*Given text*
Tim Robinson, an Englishman, has lived in remote and sparsely populated parts of the farthest western reaches of Ireland for decades (the Aran Islands, the Burren, and Connemara). An Irish speaker and enthusiastic birdwatcher, he can also be described—as the introduction to this volume helpfully enumerates—as a “cartographer, an ecologist, an environmentalist, a natural historian, a botanist, a mathematician, a geographer, an artist, a translator, and a landscape or topographical writer.” This collection of essays manages to capture many facets of Robinson’s diverse body of work. It both fills a gap and creates new openings in the burgeoning fields of ecocriticism, geocriticism, and space and place studies within Irish Studies.

A number of contributions here take as their subject the way in which Robinson’s [End Page 146] work in particular, in its resistance to classification, both challenges and defines the interdisciplinarity of twenty-first-century Irish Studies. The collection takes as its guiding metaphor the appropriately kinetic and dimensional act of folding and unfolding, drawing from the name of Tim and Máiréad Robinson’s specialist publishing house, Folding Landscapes, an enterprise run from their home in Roundstone, Connemara. The contributions produce surprising and delightful, yet connected and useful shapes, revealing exciting ways of reading, understanding, and positioning the rich work of a gentle, generous, humble, self-effacing man.

*Dataset extract*
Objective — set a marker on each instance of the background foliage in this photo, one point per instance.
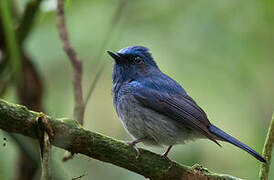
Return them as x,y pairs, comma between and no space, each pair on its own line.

*Complete the following*
- 1) According to the passage about Tim Robinson, what is the name of the specialist publishing house he runs with Máiréad Robinson?
- 2) Write out the passage about Tim Robinson from "A number of" to "humble, self-effacing man.".

*Worked solutions*
- 1) Folding Landscapes

- 2)
A number of contributions here take as their subject the way in which Robinson’s [End Page 146] work in particular, in its resistance to classification, both challenges and defines the interdisciplinarity of twenty-first-century Irish Studies. The collection takes as its guiding metaphor the appropriately kinetic and dimensional act of folding and unfolding, drawing from the name of Tim and Máiréad Robinson’s specialist publishing house, Folding Landscapes, an enterprise run from their home in Roundstone, Connemara. The contributions produce surprising and delightful, yet connected and useful shapes, revealing exciting ways of reading, understanding, and positioning the rich work of a gentle, generous, humble, self-effacing man.